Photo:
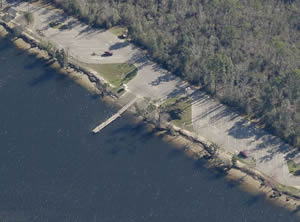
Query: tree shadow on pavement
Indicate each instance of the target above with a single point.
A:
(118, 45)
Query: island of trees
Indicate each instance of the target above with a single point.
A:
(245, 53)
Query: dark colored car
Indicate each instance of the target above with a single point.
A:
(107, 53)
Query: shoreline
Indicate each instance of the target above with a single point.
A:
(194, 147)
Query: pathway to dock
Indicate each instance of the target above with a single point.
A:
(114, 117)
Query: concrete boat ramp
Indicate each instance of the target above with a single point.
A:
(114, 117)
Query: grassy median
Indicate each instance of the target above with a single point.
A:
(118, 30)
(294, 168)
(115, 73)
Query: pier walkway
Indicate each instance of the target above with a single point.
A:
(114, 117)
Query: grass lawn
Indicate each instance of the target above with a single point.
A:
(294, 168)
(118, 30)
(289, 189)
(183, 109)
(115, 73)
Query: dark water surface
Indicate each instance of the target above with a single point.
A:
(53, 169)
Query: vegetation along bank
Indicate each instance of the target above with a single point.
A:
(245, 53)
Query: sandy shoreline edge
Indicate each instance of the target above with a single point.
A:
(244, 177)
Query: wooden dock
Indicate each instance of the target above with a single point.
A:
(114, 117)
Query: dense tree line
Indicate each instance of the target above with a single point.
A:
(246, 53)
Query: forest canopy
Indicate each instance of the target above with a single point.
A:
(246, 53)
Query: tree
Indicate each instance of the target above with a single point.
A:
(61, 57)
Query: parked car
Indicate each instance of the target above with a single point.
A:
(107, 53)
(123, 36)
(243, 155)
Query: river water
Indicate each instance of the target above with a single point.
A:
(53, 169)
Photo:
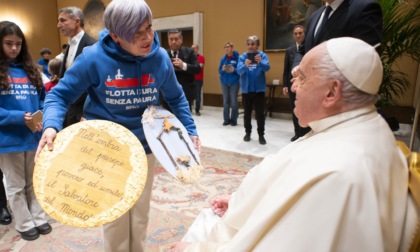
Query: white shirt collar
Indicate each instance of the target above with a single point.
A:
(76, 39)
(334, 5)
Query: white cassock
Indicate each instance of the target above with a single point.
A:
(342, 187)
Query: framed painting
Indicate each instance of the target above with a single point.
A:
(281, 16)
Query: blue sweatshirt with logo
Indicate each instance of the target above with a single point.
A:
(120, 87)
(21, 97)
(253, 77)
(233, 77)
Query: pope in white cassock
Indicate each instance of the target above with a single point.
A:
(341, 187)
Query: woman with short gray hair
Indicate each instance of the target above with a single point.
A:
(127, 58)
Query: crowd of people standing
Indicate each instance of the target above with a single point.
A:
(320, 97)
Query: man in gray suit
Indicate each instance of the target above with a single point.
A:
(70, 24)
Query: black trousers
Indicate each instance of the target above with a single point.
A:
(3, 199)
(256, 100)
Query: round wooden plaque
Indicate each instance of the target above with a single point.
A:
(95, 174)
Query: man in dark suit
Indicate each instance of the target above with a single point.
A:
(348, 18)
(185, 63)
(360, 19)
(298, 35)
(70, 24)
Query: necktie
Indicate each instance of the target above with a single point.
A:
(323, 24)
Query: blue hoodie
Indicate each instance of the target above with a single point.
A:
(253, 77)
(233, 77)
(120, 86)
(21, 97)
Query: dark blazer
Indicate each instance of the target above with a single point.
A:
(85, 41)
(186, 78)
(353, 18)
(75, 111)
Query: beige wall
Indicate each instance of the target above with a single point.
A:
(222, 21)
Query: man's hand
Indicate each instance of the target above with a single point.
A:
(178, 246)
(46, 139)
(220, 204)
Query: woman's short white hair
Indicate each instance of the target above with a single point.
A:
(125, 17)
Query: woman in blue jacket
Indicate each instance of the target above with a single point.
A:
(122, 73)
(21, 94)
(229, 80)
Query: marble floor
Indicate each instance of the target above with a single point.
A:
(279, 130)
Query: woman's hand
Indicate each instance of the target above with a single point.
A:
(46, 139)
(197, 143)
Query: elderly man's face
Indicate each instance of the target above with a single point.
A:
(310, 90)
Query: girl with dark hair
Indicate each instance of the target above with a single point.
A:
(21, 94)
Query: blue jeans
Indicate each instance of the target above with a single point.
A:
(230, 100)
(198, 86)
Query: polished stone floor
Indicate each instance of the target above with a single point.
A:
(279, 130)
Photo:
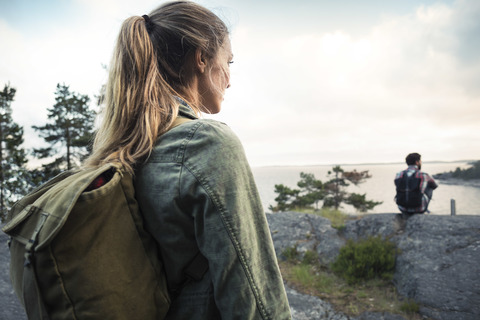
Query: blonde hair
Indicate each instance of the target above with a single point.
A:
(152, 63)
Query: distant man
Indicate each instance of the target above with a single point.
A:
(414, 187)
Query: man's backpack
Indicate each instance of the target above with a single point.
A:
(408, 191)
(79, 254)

◇ ◇ ◇ ◇ ◇

### What you have to do:
Every line of the listing above that includes "dock" should be copied out.

### Exercise output:
Query: pathway to dock
Query: wooden dock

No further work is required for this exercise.